> GIVEN PROBLEM A: Tally the lines in the rows that contain the word "reflection", and give only the number.

> SOURCE EXCERPT:
= = = = =

For any type T of system T $\bot_T: 1 \to T$  is inuctively defined as follows:
\begin{enumerate}
\item $\bot_1 = \lambda x:1.x$
\item $\bot_N = \lambda x:1.0$
\item $\bot_{U\times V} = \lambda x:1.<\bot_{U} x,\bot_{V} x>$
\item $\bot_{U\to V} = \lambda x:1.\lambda \_:U. \bot_{V} x$
\end{enumerate}

\begin{itemize}
\item $\sem{nat\_ind} = R$
\item $\sem{ex\_ind} = (\lambda f:(N \to \sem{P} \to \sem{Q}).
\lambda p:N\times \sem{P}.f (fst \,p) (snd \,p)$. 
\item $\sem{ex\_intro} = \lambda x:N.\lambda f:\sem{P}.<x,f>$
\item $\sem{fst} = fst$
\item $\sem{snd} = snd$
\item $\sem{conj} = \lambda x:\sem{P}.\lambda y:\sem{Q}.<x,y>$
\item $\sem{false\_ind} = \bot_{\sem{Q}}$
\item $\sem{discriminate} = \lambda \_:N.\lambda \_:1.*$
\item $\sem{injS}= \lambda \_:N. \lambda \_:N.\lambda \_:1.*$
\item $\sem{plus\_O} = \sem{times\_O} = \lambda \_:N.*$
\item $\sem{plus\_S} = \sem{times_S} = \lambda \_:N. \lambda \_:N.*$
\end{itemize}

In the case of structured proofs:
\begin{itemize}
\item $\sem{M N} = \sem{M} \sem{N}$
\item $\sem{\lambda x:A.M} = \lambda x:\sem{A}.\sem{M}$
\item $\sem{\lambda x:N.M} = \lambda x:N.\sem{M}$
\item $\sem{M t} = \sem{M} \sem{t}$
\end{itemize}

\section{Realizability}
The realizability relation is a relation $f \R P$ where $f: \sem{P}$.

= = = = =

> RAW DATA:
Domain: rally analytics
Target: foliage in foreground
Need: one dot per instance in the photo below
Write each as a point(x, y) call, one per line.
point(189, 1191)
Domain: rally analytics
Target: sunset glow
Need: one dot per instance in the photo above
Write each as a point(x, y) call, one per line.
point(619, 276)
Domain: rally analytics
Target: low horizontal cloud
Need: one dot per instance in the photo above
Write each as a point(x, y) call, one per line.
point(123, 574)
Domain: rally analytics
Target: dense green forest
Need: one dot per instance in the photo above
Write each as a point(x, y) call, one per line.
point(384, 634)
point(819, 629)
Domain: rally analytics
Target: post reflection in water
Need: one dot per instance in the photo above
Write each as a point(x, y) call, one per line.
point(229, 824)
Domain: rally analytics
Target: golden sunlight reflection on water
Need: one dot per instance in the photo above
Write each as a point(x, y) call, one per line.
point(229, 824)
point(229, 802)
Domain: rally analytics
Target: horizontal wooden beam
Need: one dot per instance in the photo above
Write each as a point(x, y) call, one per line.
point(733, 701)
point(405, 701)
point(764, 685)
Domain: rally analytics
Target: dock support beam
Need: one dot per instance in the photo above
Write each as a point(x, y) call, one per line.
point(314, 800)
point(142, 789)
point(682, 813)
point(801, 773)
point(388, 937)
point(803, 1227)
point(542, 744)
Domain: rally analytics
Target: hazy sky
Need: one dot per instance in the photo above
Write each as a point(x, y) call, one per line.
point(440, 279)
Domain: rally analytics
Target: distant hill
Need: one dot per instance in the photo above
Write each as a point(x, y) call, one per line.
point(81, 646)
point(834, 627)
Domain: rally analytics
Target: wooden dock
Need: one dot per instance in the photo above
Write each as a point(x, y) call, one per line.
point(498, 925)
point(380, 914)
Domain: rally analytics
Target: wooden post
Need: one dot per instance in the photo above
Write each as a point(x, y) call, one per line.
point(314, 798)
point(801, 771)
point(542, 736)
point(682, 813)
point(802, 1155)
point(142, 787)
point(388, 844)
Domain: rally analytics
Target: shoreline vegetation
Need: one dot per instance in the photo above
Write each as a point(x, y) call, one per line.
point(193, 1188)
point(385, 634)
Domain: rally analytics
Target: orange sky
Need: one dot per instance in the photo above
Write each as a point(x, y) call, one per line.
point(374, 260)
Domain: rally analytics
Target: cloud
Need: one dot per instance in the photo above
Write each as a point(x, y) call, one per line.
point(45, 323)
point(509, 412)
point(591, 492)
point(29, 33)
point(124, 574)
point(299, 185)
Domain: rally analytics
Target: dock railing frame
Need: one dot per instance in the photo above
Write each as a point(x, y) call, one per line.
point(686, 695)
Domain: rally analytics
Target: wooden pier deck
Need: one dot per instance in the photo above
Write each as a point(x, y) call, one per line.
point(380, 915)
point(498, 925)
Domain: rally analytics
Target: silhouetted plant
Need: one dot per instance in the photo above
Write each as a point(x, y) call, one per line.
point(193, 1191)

= = = = =

> GIVEN PROBLEM B: The source excerpt defines ⊥_T case by case. List every type for which it gives a case.

> OUTPUT A: 2

> OUTPUT B:
1
N
U × V
U → V